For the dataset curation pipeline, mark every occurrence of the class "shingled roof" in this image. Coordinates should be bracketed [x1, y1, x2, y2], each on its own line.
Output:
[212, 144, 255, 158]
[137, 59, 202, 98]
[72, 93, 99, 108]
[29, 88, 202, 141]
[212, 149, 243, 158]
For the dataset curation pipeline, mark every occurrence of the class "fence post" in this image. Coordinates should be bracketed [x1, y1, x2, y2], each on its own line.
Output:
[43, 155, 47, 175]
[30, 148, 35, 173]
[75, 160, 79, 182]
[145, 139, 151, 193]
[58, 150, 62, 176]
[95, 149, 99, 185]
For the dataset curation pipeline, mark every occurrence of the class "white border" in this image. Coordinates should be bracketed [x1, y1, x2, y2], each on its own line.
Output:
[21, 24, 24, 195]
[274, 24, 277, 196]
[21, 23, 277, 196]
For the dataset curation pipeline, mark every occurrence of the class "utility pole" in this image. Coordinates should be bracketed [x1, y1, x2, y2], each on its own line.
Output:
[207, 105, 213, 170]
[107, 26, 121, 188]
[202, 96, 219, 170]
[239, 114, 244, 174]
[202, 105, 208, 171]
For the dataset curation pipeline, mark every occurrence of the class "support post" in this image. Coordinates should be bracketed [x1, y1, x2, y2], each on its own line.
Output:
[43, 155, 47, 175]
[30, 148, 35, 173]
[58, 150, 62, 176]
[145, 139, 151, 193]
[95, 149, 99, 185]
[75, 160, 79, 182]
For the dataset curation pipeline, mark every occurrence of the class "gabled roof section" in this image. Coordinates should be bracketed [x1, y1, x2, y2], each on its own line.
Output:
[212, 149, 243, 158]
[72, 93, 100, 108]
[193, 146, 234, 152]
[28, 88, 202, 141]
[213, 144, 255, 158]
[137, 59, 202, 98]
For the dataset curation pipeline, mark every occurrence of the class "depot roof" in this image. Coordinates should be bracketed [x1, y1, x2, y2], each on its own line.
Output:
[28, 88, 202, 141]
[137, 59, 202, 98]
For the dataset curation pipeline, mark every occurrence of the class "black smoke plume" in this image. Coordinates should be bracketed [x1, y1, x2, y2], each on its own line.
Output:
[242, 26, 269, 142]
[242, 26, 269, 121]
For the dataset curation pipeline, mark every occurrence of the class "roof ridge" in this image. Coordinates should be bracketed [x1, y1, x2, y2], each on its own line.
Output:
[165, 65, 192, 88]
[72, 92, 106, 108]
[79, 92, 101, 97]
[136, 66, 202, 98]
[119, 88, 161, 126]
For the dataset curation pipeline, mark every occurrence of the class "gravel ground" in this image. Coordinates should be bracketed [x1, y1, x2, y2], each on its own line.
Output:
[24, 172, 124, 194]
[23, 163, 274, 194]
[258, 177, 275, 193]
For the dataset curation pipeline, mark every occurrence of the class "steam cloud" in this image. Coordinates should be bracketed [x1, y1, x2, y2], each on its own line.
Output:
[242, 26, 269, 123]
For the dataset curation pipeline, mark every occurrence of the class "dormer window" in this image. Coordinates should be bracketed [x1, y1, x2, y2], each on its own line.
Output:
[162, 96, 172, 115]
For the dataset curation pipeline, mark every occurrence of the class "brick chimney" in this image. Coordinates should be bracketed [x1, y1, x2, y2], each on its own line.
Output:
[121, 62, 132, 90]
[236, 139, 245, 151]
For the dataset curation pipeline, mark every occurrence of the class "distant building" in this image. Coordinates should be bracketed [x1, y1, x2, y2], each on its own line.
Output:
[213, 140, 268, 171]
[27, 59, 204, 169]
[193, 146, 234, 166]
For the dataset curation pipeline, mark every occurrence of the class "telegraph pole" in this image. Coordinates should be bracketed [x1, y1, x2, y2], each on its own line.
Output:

* **Aim of the exercise**:
Retype the whole of the listing. Nothing may be altered or omitted.

* **Answer**:
For the dataset curation pipeline, mark every occurrence of the class "shingled roof" in this image. Coordinates should be bracketed [x1, y1, x2, y2], each on its own line.
Output:
[212, 144, 255, 158]
[137, 59, 202, 98]
[72, 93, 99, 108]
[29, 88, 202, 141]
[212, 149, 243, 158]
For the dataset curation pipeline, mark every occurrence of the class "fence post" in this image. Coordinates should be bracketed [x1, y1, x2, y2], each on its own line.
Output:
[43, 155, 47, 175]
[30, 148, 35, 173]
[75, 160, 79, 182]
[145, 139, 151, 193]
[58, 150, 62, 176]
[95, 149, 99, 185]
For the dataset curation pipeline, mark every occurrence of the class "white border" in this image. Coordinates should be bracketed [x1, y1, x2, y2], each on its own line.
Output:
[21, 24, 24, 195]
[274, 24, 277, 196]
[21, 23, 277, 196]
For the dataset curation pipeline, mark every occurrence of the class "utility pole" in this image. Coordinates should be bracketed [x1, y1, x2, y2], each on its own line.
Output:
[207, 105, 213, 170]
[107, 26, 121, 188]
[202, 96, 219, 170]
[239, 114, 244, 174]
[202, 105, 208, 171]
For the dataset curation pipeline, mark every occurrence of the class "support post" in this image. Coordinates should be bracketed [x1, y1, x2, y2], each on its own line.
Output:
[43, 155, 47, 175]
[30, 148, 35, 173]
[58, 150, 62, 176]
[145, 139, 151, 193]
[95, 149, 99, 185]
[75, 160, 79, 182]
For the dataset curation pipeline, mark every occurrence of the class "gabled roof section" in this image. Coordinates should be bracketed [x1, y1, x2, y2], each on its own line.
Output:
[212, 149, 243, 158]
[72, 93, 100, 108]
[193, 146, 234, 152]
[28, 88, 202, 141]
[213, 144, 255, 158]
[137, 59, 202, 98]
For the dataset curation pipeline, mark every occurrence of the class "depot roof" in this image. Coordinates should be bracketed [x1, y1, x2, y2], each on its own line.
Output:
[28, 88, 202, 141]
[137, 59, 202, 98]
For the dataset curation pipeline, mark every occurrence of the class "black smoke plume" in this image. Coordinates should be bracketed [x1, y1, x2, y2], each on its own line.
Output:
[242, 26, 269, 142]
[242, 26, 269, 121]
For the dataset curation pipeline, mark every occurrence of the class "roof ridge" in this image. Coordinates should be bracketed [x1, y1, x2, y2], each on its own line.
Output:
[165, 65, 192, 88]
[72, 92, 106, 108]
[79, 92, 101, 97]
[136, 66, 202, 98]
[119, 88, 161, 126]
For the dataset curation pipeline, mark every occurrence of the class "gravel ground" in this image. Coordinates should be bracketed [x1, y1, x2, y2], each on its own line.
Output:
[24, 172, 124, 194]
[23, 163, 274, 194]
[258, 177, 275, 193]
For the dataset curation pipeline, mark every occurrence of the class "steam cloud" in this image. Coordinates should be bracketed [x1, y1, x2, y2], each on its own line.
Output:
[242, 26, 269, 123]
For the dataset curation pipeline, mark every occurrence of the class "dormer window" in this image. Coordinates should be bracketed [x1, y1, x2, y2], each on its own line.
Output:
[162, 96, 172, 115]
For the dataset curation pipeline, mark every occurrence of the class "brick chimney" in this image. Coordinates should be bracketed [x1, y1, x2, y2], each on its own line.
Output:
[121, 62, 132, 90]
[236, 139, 245, 151]
For the dataset curation pipeline, mark every occurrence of the class "distant building" in this image. Coordinates should be bracketed [x1, y1, x2, y2], each on its own line.
Output:
[213, 140, 268, 171]
[27, 59, 204, 169]
[193, 146, 234, 166]
For the dataset curation pipeline, mark every occurrence of the class "telegraph pole" in this image. Coordinates should be bracketed [x1, y1, x2, y2], each on its own line.
Output:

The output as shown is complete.